• _REQUEST_
Please answer these questions about the Theorem 1 proof, one a line:
1. In the Setup, what does the value a simulate?
2. For which values of i does C keep a record L_i to keep its answers to hash queries consistent?
3. In Phase 1, to what value is the counter i initialized?

1.1 Proof of Theorem 1

C has access to a DDH oracle and intend to employ \(\mathbb {A}\) as its subroutine to gain solution for GDH problem for a given instance (aP, bP, cP). Practically, C makes interaction with an \(\mathbb {A}\) as follows:

• Setup C initializes \(\phi \)=aP, \(Q_B\) = bp and \(P_{pub}\)=sP. The C has no knowledge of value a, b \(\in \) \(\mathbb {Z}_q^*\). Remarkably, a simulate as ephemeral private key whereas b simulate as private key which is linked with receiver’s challenge identity. For consistencies in the answer of hash queries, the C keeps record \(L_i\) (considering \(i = 1,2,3,4,5\)). Consequently, the C keeps additional record \(L_6\) ideally for some returned private or public keys. The C makes \(ID_\ell \) as an challenge identity and submits params, \(\phi \), \(Q_\gamma \), \(P_{pub}\) to \(\mathbb {A}\). We generally follow the irreflexivity standard [36] and additionally assume \(\mathbb {A}\) queries with \(ID_i\) (definite identity) in public key request and a key extraction query even before adopted in other queries subsequently.

• Phase 1 Here, an i signifying a counter is initialized to 1 while C answer adaptively A’s polynomially bounded queries:

  • Public key queries The \(\mathbb {A}\) first queries with \(ID_i\). The C initiates search in record \(L_6\) for a quintuple (\(ID_i\), \(d_i\), \(R_i\), \(x_i\), \(PK_i\)) and produces (\(R_i\), \(PK_i\)) as public key only when it exist. Alternatively, the C does:

    1. 1.

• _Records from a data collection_

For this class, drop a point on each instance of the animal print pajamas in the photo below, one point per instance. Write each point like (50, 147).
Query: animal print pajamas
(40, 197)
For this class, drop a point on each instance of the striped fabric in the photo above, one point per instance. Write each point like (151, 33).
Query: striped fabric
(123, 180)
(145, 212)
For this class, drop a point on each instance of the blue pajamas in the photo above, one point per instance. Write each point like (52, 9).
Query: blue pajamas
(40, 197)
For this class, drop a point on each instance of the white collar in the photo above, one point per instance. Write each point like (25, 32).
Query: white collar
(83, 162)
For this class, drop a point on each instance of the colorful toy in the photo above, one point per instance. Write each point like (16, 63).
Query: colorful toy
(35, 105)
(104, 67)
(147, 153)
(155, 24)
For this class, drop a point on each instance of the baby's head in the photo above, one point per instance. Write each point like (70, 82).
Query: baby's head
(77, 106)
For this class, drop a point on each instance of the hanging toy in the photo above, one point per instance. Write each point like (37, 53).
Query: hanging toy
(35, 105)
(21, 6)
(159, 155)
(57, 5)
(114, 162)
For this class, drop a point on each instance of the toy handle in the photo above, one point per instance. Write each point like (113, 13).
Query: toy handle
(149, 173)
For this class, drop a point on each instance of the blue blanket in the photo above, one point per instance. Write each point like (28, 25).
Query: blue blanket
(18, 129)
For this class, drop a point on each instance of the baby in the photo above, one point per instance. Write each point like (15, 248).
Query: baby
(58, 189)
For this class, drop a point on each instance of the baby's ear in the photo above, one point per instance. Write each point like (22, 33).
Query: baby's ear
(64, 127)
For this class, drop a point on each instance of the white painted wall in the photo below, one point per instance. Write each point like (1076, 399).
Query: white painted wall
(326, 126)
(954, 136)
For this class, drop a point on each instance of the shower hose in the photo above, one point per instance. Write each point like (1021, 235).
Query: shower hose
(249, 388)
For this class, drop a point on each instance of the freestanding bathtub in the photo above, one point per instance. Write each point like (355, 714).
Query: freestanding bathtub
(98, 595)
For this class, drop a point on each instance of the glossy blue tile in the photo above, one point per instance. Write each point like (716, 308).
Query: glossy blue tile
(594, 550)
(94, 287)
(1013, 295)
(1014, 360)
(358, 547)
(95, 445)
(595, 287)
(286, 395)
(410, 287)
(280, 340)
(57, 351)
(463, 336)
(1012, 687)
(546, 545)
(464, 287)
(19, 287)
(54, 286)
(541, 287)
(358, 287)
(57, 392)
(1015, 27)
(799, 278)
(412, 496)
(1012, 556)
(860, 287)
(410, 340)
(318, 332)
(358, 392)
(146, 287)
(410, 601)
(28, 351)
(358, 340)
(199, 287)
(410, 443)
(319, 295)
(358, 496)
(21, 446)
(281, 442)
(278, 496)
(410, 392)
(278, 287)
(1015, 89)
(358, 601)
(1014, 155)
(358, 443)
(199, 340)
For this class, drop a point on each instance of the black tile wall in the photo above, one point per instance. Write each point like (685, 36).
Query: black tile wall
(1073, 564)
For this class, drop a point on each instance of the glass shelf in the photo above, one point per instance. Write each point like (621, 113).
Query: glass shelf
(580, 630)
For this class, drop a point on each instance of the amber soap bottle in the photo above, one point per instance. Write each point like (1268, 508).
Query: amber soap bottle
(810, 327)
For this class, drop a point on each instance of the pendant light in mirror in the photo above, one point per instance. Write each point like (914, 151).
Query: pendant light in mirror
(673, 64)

• _COMPLETE OUTPUT_
1. The ephemeral private key.
2. i = 1, 2, 3, 4, 5.
3. 1.